EXTRAIT À LIRE:
◆ ◆ ◆ ◆ ◆

Sur la Bohème & sur les Bohèmes, ou Bohémiens, Voyez Æneas Sylvius, l’Historia Bohemica de Le Mire, Cluvier, Liv. III, Geogr. ch. 13. Cromer, Liv I. Rerum Polonicarum. Nous avons une Histoire de Bohème par Dubravius. Nous avons encore en latin des mélanges historiques du Royaume de Bohème, Miscellanea historica, &c. par le Pere Bohuslas Balbin, Jésuite, imprimés à Prague en 1680, qui contiennent beaucoup de choses touchant l’histoire naturelle & civille du Royaume. Voyez aussi Imhoff. Natit. Imp. Procer. L. I, c. 6.

◆ ◆ ◆ ◆ ◆

ÉNONCÉ 1: Reproduisez les entrées d'annotation par coordonnées en remplaçant partout « bounding box » par « enclosing rectangle », sans rien modifier d'autre.
Les entrées suivantes n'ont aucun rapport avec l'extrait.

Entrées d'annotation par coordonnées:
◆ ◆ ◆ ◆ ◆

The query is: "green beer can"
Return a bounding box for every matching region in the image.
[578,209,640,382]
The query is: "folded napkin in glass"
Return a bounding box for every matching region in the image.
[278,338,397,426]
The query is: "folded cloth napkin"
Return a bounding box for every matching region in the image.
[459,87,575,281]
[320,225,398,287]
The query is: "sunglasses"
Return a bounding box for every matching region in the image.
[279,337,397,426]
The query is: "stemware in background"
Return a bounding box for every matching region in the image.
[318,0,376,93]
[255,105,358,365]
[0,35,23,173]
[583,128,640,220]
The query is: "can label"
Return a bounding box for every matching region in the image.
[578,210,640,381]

◆ ◆ ◆ ◆ ◆

ÉNONCÉ 2: D'après l'extrait, en quelle année les mélanges historiques du Royaume de Bohème du Père Bohuslas Balbin furent-ils imprimés à Prague ?

RÉPONSE CORRECTE 1:
The query is: "green beer can"
Return a enclosing rectangle for every matching region in the image.
[578,209,640,382]
The query is: "folded napkin in glass"
Return a enclosing rectangle for every matching region in the image.
[278,338,397,426]
The query is: "folded cloth napkin"
Return a enclosing rectangle for every matching region in the image.
[459,87,575,281]
[320,225,398,287]
The query is: "sunglasses"
Return a enclosing rectangle for every matching region in the image.
[279,337,397,426]
The query is: "stemware in background"
Return a enclosing rectangle for every matching region in the image.
[318,0,376,93]
[255,105,358,365]
[0,35,23,173]
[583,128,640,220]
The query is: "can label"
Return a enclosing rectangle for every matching region in the image.
[578,210,640,381]

RÉPONSE CORRECTE 2: En 1680.